**Aim of the exercise**. Copy out every one of the entries below, swapping "annotation pipeline" for "labeling pipeline" wherever it occurs and changing nothing else. Omit the pictures from your answer.

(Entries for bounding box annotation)

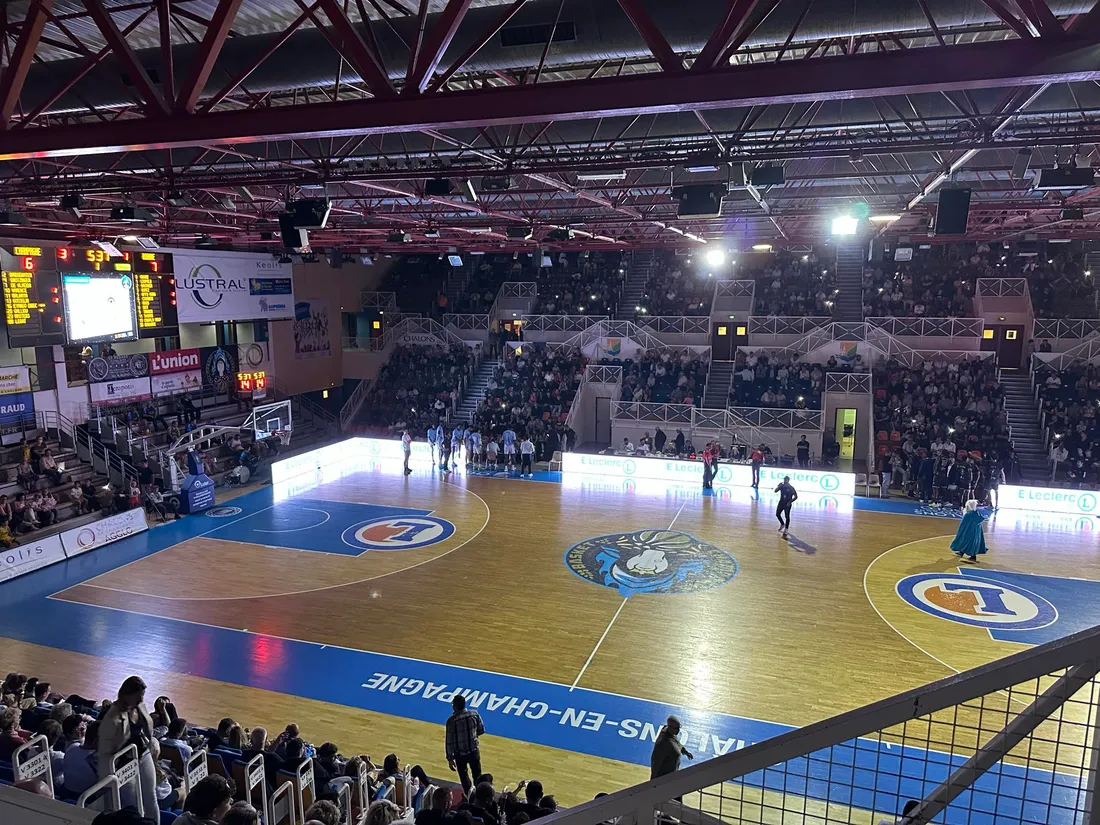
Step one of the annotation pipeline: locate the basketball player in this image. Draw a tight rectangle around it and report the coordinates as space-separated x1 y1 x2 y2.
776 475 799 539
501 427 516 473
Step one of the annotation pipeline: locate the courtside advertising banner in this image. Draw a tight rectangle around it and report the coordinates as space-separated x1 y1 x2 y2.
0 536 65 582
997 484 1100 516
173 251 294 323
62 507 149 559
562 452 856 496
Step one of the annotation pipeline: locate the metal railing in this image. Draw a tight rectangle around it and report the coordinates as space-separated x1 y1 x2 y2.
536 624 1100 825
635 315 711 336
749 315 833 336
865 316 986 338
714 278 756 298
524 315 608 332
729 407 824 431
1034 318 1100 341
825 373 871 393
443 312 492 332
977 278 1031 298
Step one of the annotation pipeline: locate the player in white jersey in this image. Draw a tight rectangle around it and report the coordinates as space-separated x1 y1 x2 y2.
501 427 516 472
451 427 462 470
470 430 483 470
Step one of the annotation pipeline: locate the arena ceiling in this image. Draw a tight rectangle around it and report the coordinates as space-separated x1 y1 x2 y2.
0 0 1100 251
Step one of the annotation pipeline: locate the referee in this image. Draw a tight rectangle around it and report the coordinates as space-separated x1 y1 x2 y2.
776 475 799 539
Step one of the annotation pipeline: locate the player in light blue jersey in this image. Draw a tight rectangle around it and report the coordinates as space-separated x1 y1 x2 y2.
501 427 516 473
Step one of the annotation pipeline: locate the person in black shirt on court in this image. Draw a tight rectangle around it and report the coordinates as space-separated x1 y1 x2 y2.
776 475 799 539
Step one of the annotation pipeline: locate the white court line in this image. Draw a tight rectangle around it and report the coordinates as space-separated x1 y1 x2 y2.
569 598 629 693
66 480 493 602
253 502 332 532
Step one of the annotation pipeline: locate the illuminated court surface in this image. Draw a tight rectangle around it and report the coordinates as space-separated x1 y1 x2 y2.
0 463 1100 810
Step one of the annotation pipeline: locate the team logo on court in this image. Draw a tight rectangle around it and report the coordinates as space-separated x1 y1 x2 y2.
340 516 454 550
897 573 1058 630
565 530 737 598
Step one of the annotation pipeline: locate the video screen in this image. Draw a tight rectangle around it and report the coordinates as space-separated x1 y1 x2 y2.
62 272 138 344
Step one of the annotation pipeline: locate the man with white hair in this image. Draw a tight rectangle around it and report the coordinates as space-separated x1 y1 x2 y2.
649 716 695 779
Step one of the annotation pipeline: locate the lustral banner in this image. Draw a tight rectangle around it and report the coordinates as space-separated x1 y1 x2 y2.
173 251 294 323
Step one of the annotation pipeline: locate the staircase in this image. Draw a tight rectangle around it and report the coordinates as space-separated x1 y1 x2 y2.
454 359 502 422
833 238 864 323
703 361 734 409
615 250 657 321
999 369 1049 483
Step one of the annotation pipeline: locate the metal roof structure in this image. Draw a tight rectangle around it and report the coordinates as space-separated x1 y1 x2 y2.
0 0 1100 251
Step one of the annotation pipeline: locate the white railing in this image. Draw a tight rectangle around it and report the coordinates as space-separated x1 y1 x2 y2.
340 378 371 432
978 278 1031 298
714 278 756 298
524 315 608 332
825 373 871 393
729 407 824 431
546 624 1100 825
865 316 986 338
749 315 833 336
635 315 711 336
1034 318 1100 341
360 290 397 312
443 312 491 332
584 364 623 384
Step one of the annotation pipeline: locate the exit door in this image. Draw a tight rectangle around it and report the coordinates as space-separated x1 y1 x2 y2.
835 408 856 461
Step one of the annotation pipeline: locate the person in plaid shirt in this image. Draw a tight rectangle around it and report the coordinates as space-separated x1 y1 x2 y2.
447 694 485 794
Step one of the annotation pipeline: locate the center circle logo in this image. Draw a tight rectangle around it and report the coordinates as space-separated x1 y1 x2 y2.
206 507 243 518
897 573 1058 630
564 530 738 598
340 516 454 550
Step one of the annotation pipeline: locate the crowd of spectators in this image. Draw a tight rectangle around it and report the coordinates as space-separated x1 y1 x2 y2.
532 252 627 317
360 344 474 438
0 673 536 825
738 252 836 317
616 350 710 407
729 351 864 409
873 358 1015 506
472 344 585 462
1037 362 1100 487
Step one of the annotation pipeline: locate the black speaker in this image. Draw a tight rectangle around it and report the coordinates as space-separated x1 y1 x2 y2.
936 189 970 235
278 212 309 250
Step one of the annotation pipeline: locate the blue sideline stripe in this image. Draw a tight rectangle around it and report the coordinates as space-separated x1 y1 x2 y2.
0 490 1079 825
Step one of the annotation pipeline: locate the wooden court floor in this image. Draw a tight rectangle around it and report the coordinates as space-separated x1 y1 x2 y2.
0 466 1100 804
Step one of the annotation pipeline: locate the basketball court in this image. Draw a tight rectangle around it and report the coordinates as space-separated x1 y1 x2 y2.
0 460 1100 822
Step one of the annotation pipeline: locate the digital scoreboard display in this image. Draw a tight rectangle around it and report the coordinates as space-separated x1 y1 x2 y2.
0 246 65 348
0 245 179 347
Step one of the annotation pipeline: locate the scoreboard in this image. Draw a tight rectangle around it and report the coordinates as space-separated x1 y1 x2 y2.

**The completed task**.
Step one of the labeling pipeline: locate the basketball player in this image. Draw a tight rectangle around it and report the coordinates as space-separated x1 y1 x2 y2.
776 475 799 539
501 427 516 473
Step one of the labeling pipeline: locate the courtside advertising banner in this image. Draw a tight rectangle around it and report the coordinates as space-separated x1 y1 x2 y2.
0 536 65 582
997 484 1100 516
173 251 294 323
62 507 149 559
562 452 856 496
Step one of the labeling pipeline: locate the metal railing in this image. Draw a tight rectangle around it and report the coordinates as space-separated x1 y1 x2 y2.
536 624 1100 825
635 315 711 336
749 315 833 336
865 316 986 338
714 278 756 298
524 315 608 332
729 407 824 431
1034 318 1100 341
825 373 871 393
443 312 492 332
977 278 1031 298
Step one of the labeling pipeline: locate the player in white jersey in this image. Draw a tight rectangle around it and report the coordinates as space-separated x1 y1 x2 y2.
501 427 516 472
451 427 462 470
470 430 483 470
Step one of the labeling pipeline: locate the arena ceiling in this image. Draw a tight rectangle around it and report the coordinates as space-separated x1 y1 x2 y2.
0 0 1100 251
Step one of the labeling pipeline: locate the referee in this image. Draw a tight rectangle around it and report the coordinates as space-separated x1 y1 x2 y2.
776 475 799 539
Step one of the labeling pipeline: locate the player in light blue jersey in this image. Draw a tight rectangle around it and report the coordinates as space-separated x1 y1 x2 y2.
501 427 516 473
Step one of the labeling pipeline: locate the person in black shirt on court in this image. Draw a tight rectangle around it and report the coordinates as space-separated x1 y1 x2 y2.
776 475 799 539
Step one of the labeling pipeline: locate the white court line in this image. Draw a tight rectangle around it and report the coordinates as space-separated x1 y1 x2 y2.
569 598 629 693
66 480 493 602
253 502 332 532
Step one of the labeling pipeline: locate the illuminated court surface in this image. Draw a tight rectangle around it and report the coordinates as space-separated x1 y1 x2 y2.
0 463 1100 810
Step one of the labeling pipeline: locate the team logo on court in this image. Draw a tight rectangle around it and report the coordinates as space-separated x1 y1 x2 y2.
340 516 454 550
897 573 1058 630
565 530 737 598
Step one of the labeling pipeline: locate the video screen in this image. Draw a tight rectangle around it and report the coordinates as space-separated x1 y1 x2 y2.
62 272 138 344
Step one of the labeling pipeline: locate the man with white hair in this image. Draw a tight rectangle around it and report the coordinates as space-separated x1 y1 x2 y2.
649 716 695 779
Step one of the labeling pipeline: locate the lustral banner in this image. Draw a tight rectangle around it and report the coordinates as space-separated x1 y1 x2 y2.
173 251 294 323
Step one of the labeling pipeline: locate the staircase in this image. Draw a tight rectangle around it and report the coordinates as space-separated x1 y1 x2 y2.
454 359 502 422
833 238 864 323
703 361 734 409
615 250 657 321
999 369 1049 483
Step one of the labeling pipeline: locate the metal roof structure in this image. Draw a tight rectangle around it and report the coordinates as space-separated x1 y1 x2 y2.
0 0 1100 251
Step one of the labeling pipeline: locate the white railing in this image. Draw a tight rectangle around it and report the coordinates as space-separated x1 y1 x2 y2.
340 378 371 432
978 278 1031 298
714 278 756 298
524 315 608 332
825 373 871 393
729 407 824 431
546 624 1100 825
865 316 986 338
749 315 833 336
635 315 711 336
1034 318 1100 341
360 290 397 312
443 312 491 332
584 364 623 384
Step one of the labeling pipeline: locate the exit door in this image. Draw a tight rectangle around it and report the coordinates as space-separated x1 y1 x2 y2.
835 408 856 461
Step one of the labeling pipeline: locate the person in plaid shirt in this image. Draw a tight rectangle around it and report the coordinates as space-separated x1 y1 x2 y2.
447 694 485 794
Step one of the labeling pipeline: locate the center circle logo in this image. Draw a tight rectangle around it and report the coordinates as space-separated x1 y1 x2 y2.
206 507 243 518
897 573 1058 630
564 530 738 598
340 516 454 550
Step one of the labeling pipeline: locate the crowd of spectators in this image. Draw a tight rectangle around it and report the coordinates as space-separated x1 y1 x2 y2.
532 252 627 317
360 344 474 438
0 673 536 825
738 252 836 317
616 350 710 407
729 351 864 409
873 358 1015 506
472 344 585 462
1037 362 1100 487
Step one of the labeling pipeline: locate the black speaker in this image. Draw a tight rectangle around it and report the coordinates as space-separated x1 y1 x2 y2.
936 189 970 235
278 212 309 250
Step one of the labeling pipeline: locate the blue sideline stripe in this image. Draw a tight rectangle around it and report the coordinates as space-separated x1 y1 x2 y2.
0 490 1079 825
Step one of the labeling pipeline: locate the wooden court floor in this image. Draw a tight rectangle around it and report the coordinates as space-separated x1 y1 x2 y2.
0 466 1100 804
Step one of the labeling pipeline: locate the basketball court in this image. Draw a tight rectangle around it and report the coordinates as space-separated x1 y1 x2 y2.
0 460 1100 822
Step one of the labeling pipeline: locate the digital scoreboard display in this image. Draw a tight rectangle around it and report the coordinates as space-separated x1 y1 x2 y2.
0 246 65 348
0 245 179 347
Step one of the labeling pipeline: locate the scoreboard in this image. Draw a tight rectangle around it and report the coordinates as space-separated x1 y1 x2 y2.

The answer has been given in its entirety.